[Stored data]
__________________________________________________

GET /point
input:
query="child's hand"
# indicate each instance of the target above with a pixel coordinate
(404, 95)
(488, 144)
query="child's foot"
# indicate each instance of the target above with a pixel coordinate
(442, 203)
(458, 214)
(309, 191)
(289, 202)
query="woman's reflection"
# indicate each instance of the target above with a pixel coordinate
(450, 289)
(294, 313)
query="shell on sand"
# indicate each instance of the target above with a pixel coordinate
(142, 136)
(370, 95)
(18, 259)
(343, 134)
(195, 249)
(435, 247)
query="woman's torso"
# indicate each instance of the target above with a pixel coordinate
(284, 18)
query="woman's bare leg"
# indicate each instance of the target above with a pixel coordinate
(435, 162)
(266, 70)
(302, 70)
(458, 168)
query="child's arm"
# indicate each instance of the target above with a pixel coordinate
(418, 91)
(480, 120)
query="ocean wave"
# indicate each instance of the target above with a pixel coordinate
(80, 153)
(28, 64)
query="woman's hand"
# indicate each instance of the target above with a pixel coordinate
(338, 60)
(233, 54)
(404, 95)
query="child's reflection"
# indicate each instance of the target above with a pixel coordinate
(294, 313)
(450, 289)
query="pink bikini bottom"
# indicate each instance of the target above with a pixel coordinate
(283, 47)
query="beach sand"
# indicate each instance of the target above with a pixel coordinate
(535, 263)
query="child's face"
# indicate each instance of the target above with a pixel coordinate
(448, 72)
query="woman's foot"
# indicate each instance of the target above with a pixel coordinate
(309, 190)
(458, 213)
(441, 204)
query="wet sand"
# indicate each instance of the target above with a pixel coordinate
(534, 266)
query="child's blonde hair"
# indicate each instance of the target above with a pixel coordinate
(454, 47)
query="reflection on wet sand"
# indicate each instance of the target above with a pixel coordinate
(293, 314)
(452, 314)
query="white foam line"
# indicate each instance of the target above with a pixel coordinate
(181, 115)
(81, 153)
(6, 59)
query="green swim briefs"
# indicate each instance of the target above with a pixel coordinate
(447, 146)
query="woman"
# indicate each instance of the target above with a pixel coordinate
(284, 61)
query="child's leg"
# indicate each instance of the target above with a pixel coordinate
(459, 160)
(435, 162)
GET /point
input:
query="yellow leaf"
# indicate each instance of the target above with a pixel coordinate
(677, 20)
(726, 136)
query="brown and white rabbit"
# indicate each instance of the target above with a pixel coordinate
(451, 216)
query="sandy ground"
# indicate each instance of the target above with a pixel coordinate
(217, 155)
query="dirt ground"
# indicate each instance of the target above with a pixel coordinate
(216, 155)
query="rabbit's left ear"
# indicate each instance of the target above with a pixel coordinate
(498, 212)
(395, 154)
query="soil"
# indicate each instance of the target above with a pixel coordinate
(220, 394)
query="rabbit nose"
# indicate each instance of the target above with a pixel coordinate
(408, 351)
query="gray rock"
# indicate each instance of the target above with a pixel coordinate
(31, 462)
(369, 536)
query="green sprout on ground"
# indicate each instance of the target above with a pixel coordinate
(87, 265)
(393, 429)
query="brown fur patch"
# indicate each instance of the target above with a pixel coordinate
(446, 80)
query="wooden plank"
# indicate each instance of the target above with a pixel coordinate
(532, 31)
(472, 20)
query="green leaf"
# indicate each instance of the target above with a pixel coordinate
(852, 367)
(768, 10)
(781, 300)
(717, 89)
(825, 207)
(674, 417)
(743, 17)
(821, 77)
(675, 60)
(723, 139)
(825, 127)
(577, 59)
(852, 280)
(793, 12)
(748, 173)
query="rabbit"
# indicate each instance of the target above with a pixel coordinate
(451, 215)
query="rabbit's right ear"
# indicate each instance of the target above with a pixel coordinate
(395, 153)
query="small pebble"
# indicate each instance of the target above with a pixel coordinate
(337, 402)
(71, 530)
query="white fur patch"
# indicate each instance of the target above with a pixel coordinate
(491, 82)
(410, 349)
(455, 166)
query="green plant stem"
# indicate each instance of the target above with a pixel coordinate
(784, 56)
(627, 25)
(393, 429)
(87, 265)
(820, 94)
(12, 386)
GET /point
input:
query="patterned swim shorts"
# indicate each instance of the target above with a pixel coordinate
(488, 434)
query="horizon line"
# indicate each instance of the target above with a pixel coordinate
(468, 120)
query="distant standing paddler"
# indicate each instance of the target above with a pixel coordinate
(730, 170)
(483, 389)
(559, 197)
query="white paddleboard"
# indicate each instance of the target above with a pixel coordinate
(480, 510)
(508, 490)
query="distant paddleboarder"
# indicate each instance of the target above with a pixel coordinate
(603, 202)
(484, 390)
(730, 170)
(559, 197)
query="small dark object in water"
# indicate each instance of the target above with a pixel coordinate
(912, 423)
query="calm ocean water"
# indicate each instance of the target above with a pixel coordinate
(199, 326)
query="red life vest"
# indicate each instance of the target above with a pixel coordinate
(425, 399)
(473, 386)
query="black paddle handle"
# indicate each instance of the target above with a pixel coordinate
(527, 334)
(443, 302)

__________________________________________________

EXERCISE REQUIREMENTS.
In the entries above, take the line containing "dark object in" and each later line through the last, and repeat them exactly. Output nothing else.

CORRECT ANSWER.
query="small dark object in water"
# indicate each instance of the target above with a pixel coordinate
(912, 423)
query="calm ocean water"
# indicate each instance of the target above with a pixel coordinate
(199, 326)
query="red life vest"
# indicate each instance of the target above with a pixel coordinate
(425, 399)
(473, 386)
query="black paddle handle"
# indicate each instance of the target above with a pixel coordinate
(527, 334)
(443, 302)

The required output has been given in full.